- Problem: Present each line of all the items below as a JSON list of strings, one string per line, with blank lines left out. Leave the pictures out of the answer.

- Records for the task:
▬▬▬▬▬▬▬▬▬▬
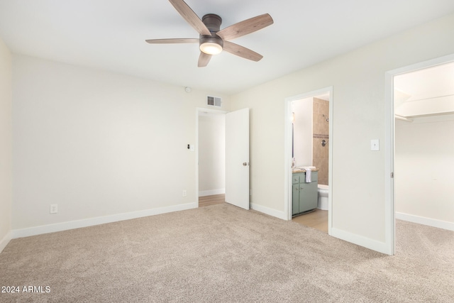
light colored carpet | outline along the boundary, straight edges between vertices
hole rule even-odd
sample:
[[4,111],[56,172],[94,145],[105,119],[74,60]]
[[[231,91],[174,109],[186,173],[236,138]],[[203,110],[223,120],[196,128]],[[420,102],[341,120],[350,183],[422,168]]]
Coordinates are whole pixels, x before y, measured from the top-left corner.
[[[12,240],[0,302],[453,302],[454,232],[398,221],[387,256],[228,204]],[[21,292],[23,286],[50,292]]]

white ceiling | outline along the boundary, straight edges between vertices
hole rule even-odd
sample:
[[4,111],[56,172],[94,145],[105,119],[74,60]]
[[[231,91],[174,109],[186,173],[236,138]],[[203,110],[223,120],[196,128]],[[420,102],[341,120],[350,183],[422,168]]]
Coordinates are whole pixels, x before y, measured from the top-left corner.
[[187,0],[223,28],[268,13],[275,23],[233,42],[264,56],[223,52],[197,67],[198,38],[167,0],[0,0],[0,37],[13,53],[182,87],[234,94],[454,12],[453,0]]

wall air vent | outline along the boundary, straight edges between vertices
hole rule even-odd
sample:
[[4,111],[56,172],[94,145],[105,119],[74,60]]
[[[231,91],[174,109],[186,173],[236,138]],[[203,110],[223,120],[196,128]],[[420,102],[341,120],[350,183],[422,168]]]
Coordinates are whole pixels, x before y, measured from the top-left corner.
[[206,104],[212,106],[221,107],[221,98],[218,97],[206,96]]

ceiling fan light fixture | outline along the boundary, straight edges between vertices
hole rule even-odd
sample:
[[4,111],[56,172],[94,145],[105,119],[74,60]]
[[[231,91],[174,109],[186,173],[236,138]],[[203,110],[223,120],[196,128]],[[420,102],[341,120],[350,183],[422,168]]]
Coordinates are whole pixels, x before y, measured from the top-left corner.
[[200,45],[200,50],[207,55],[218,55],[222,52],[222,46],[214,42],[205,42]]

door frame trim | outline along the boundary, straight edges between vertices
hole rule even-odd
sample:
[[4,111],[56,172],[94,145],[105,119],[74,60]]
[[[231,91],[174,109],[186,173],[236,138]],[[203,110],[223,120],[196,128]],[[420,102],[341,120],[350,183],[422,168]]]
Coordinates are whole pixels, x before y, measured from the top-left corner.
[[333,121],[334,115],[333,111],[333,89],[330,86],[319,89],[289,97],[284,99],[284,212],[287,220],[292,220],[292,102],[301,99],[310,98],[329,92],[329,150],[328,167],[328,233],[331,235],[333,222]]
▬▬▬▬▬▬▬▬▬▬
- Response to the exercise:
[
  "light colored carpet | outline along the boundary, straight edges between vertices",
  "hole rule even-odd",
  "sample:",
  "[[4,111],[56,172],[94,145],[105,119],[74,60]]",
  "[[[231,91],[174,109],[186,173],[236,138]],[[203,110],[223,120],[196,128]],[[420,102],[341,120],[350,183],[422,168]]]",
  "Coordinates are whole pixels, x before y, measured from the top-left corner.",
  "[[[12,240],[0,302],[453,302],[454,232],[398,221],[387,256],[228,204]],[[21,292],[23,286],[50,292]]]",
  "white ceiling | outline along the boundary, straight edges between vertices",
  "hole rule even-odd",
  "sample:",
  "[[4,111],[56,172],[94,145],[105,119],[74,60]]",
  "[[[231,91],[174,109],[186,173],[236,138]],[[203,110],[223,120],[196,128]],[[420,102],[341,120],[350,183],[422,168]]]",
  "Coordinates are whole pixels, x before y, measured from the top-left corner.",
  "[[187,0],[223,28],[268,13],[275,23],[233,42],[264,56],[223,52],[197,67],[198,38],[167,0],[0,0],[0,37],[13,53],[182,87],[234,94],[454,12],[453,0]]",
  "wall air vent | outline along the boundary, straight edges between vertices",
  "hole rule even-odd",
  "sample:",
  "[[4,111],[56,172],[94,145],[105,119],[74,60]]",
  "[[[231,91],[174,109],[186,173],[236,138]],[[203,110],[223,120],[196,128]],[[420,102],[341,120],[350,183],[422,168]]]",
  "Coordinates are whole pixels, x before y, measured from the top-left corner.",
  "[[206,104],[212,106],[221,107],[221,98],[218,97],[206,96]]",
  "ceiling fan light fixture | outline along the boundary, straight edges between vertices",
  "hole rule even-odd",
  "sample:",
  "[[4,111],[56,172],[94,145],[105,119],[74,60]]",
  "[[[231,91],[174,109],[186,173],[236,138]],[[203,110],[223,120],[196,128]],[[420,102],[341,120],[350,183],[422,168]]]",
  "Coordinates are whole pixels, x before y, measured from the top-left corner.",
  "[[200,45],[200,50],[207,55],[218,55],[222,52],[222,46],[214,42],[205,42]]",
  "door frame trim | outline along the boundary, straight edges between vertices",
  "hole rule even-odd",
  "sample:",
  "[[4,111],[56,172],[94,145],[105,119],[74,60]]",
  "[[[231,91],[174,109],[186,173],[236,138]],[[203,110],[223,120],[196,128]],[[420,102],[341,120],[350,183],[422,168]]]",
  "Coordinates are whole pixels, x before y, measured from the top-left corner.",
  "[[333,121],[334,115],[333,111],[333,89],[330,86],[319,89],[289,97],[284,99],[284,212],[287,220],[292,220],[292,102],[301,99],[310,98],[329,92],[329,150],[328,167],[328,233],[331,235],[333,222]]"
]